━━━ PROVIDED DATA

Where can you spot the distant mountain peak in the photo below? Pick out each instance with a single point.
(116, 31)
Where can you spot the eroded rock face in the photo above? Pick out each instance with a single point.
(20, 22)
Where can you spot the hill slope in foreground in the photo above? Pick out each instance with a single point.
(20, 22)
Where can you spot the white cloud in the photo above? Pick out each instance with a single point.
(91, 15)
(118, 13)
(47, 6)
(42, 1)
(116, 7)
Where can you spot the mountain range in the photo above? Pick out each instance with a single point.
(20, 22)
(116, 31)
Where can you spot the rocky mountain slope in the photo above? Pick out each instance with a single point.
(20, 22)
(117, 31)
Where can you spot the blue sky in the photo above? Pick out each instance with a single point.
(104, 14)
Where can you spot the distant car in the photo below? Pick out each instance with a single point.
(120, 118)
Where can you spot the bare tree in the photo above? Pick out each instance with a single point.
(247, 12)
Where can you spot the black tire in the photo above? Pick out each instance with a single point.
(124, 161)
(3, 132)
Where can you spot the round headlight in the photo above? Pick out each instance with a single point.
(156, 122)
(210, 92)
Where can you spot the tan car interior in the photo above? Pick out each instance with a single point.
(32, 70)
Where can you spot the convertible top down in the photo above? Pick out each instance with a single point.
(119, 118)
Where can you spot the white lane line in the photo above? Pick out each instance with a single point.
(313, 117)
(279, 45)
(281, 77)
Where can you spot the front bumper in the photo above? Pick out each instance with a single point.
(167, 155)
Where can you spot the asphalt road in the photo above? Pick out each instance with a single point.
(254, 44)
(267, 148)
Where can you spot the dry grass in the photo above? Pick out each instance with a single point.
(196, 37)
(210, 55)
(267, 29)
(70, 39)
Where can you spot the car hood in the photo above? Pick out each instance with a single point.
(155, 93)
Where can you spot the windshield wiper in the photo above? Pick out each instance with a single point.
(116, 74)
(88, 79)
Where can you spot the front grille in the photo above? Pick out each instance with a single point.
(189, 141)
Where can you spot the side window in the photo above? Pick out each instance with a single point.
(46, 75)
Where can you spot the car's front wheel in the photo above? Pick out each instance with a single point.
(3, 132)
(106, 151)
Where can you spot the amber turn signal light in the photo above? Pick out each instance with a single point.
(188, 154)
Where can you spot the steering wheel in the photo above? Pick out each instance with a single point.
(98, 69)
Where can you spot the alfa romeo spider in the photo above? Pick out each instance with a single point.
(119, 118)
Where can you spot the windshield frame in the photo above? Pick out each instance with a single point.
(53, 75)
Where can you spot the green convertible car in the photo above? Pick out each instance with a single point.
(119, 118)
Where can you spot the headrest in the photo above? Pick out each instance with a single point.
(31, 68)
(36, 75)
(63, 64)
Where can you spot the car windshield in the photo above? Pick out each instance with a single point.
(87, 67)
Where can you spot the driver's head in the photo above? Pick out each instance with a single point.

━━━━━━

**TASK:** Each entry above is to be copied out exactly as written.

**TASK RESULT:**
Where can you spot the distant mountain peak in the photo below? Pick out each instance with a single point.
(116, 31)
Where can you spot the eroded rock face in the photo above? Pick out each instance with a single point.
(20, 22)
Where can you spot the hill slope in foreground in the photo above? Pick out each instance with a single point.
(20, 22)
Where can you spot the white cloud in the photo above? Pick out each instance with a single point.
(91, 15)
(118, 13)
(47, 6)
(42, 1)
(116, 7)
Where can you spot the mountain range in the photo above? Pick out each instance with a single point.
(20, 22)
(116, 31)
Where can you spot the rocky mountain slope in the photo above? Pick out each instance with a single point.
(20, 22)
(117, 31)
Where can you spot the blue sky in the photo above? Pick out each instance with a single point.
(104, 14)
Where can you spot the distant car in the photo below? Pick out each instance with a single point.
(120, 118)
Where can you spot the bare tree in the photo above? Pick out each instance with a single point.
(247, 12)
Where can you spot the black tire in the photo above? Pick out each instance with a single point.
(124, 161)
(3, 132)
Where can you spot the round headlight in the photo above? Pick out each instance with a single point.
(156, 122)
(210, 92)
Where can you spot the tan car interior in the photo above? Pick out each instance with a single point.
(32, 70)
Where can you spot the convertible top down in the photo above? Pick out each instance with a single point.
(119, 118)
Where can you spot the white lane line in the photo above? Pick out each instance with a single point.
(313, 117)
(279, 45)
(281, 77)
Where can you spot the front bumper in the photo above? Pick out each instance with a single point.
(167, 155)
Where can you spot the asphalt road in the photo above? Pick out each instance with a single point.
(254, 44)
(267, 148)
Where can you spot the dry grass in the photo above? Pick out each instance with a single point.
(196, 37)
(210, 55)
(267, 29)
(70, 39)
Where can you spot the car hood in the photo above? Pick out each instance with a single point.
(155, 93)
Where can you spot the windshield wiper in the photo above? Pick out each instance with a single point.
(116, 74)
(88, 79)
Where can you spot the front grille in the photo above? Pick out each instance with a single point.
(189, 141)
Where can you spot the side window in the photo above? Pick out each instance with a single point.
(46, 75)
Where can you spot the car's front wheel in the photo above? Pick out each instance with a single point.
(3, 132)
(106, 151)
Where can you spot the amber turn signal light in the photo above? Pick out each instance with a single point.
(188, 154)
Where can you spot the steering wheel in the photo above? Pick out each instance with a single point.
(98, 69)
Where can you spot the alfa romeo spider in the photo above? Pick out each instance with a single point.
(119, 118)
Where can you spot the windshield frame in the photo above? Pick out each instance with a single point.
(53, 75)
Where can you spot the green convertible car in the photo above? Pick out each instance with a single point.
(119, 118)
Where can you spot the headrest in the photo above? Pick out each instance with a single point.
(31, 68)
(36, 75)
(63, 64)
Where can you spot the car windshield in the photo above? Pick out each instance with a single point.
(87, 67)
Where can you spot the driver's head in the photo above? Pick out each instance with a single point.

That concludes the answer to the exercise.